_Task goal_.
Beginning with the line where "of the stadium" appears, please restate each line of the records below word for word until the last one, inclusive, and nothing else.

:: Working data ::

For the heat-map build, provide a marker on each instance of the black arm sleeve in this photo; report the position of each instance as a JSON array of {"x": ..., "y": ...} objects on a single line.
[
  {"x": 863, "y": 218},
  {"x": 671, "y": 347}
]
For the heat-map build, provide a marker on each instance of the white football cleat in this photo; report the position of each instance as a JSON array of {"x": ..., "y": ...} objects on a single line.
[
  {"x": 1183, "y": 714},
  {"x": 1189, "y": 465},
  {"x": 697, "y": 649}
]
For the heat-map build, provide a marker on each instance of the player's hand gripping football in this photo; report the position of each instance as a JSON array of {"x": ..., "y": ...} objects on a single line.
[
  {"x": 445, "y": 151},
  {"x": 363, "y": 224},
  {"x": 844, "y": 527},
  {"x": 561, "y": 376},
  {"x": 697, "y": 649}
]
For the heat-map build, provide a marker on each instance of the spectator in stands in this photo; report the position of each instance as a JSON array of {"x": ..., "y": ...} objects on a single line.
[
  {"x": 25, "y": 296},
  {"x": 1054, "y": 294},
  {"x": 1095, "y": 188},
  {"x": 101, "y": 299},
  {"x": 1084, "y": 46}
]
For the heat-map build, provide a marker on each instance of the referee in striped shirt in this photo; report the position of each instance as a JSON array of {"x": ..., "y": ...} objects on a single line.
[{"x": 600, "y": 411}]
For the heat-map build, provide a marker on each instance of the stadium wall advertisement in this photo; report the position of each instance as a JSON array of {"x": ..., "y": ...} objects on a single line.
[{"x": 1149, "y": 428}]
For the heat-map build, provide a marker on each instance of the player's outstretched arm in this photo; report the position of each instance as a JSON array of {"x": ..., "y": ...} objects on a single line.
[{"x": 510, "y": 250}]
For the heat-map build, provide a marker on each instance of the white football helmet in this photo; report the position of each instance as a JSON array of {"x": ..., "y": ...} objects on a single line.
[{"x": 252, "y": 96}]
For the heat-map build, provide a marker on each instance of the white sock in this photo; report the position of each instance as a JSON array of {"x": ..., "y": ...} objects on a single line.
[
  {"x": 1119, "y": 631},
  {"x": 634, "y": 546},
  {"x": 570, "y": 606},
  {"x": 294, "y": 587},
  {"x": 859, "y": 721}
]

:::

_Answer space_.
For the heat-map build, provide a marker on each instance of the stadium wall advertisement in this photo; report the position of each instance as a JSON array of {"x": ..., "y": ...} objects on a single line.
[{"x": 1149, "y": 428}]
For the heat-map build, provide a marker on each instance of the player's outstretched arm in this photo; report the position of each instance as a JSON array of {"x": ..., "y": ...} objects on a single line.
[{"x": 510, "y": 250}]
For the heat-map build, provide a marker on each instance of the white football helmet in this photo; report the position of each instance as a JSON array of {"x": ..., "y": ...} objects on a single line.
[{"x": 252, "y": 96}]
For the heat-map build, provide a marker on each instance of the white sock in this photo; report the position of each instance as a JSON array of {"x": ..., "y": ...} objects on a single line.
[
  {"x": 1119, "y": 631},
  {"x": 634, "y": 546},
  {"x": 570, "y": 606},
  {"x": 294, "y": 587},
  {"x": 859, "y": 721}
]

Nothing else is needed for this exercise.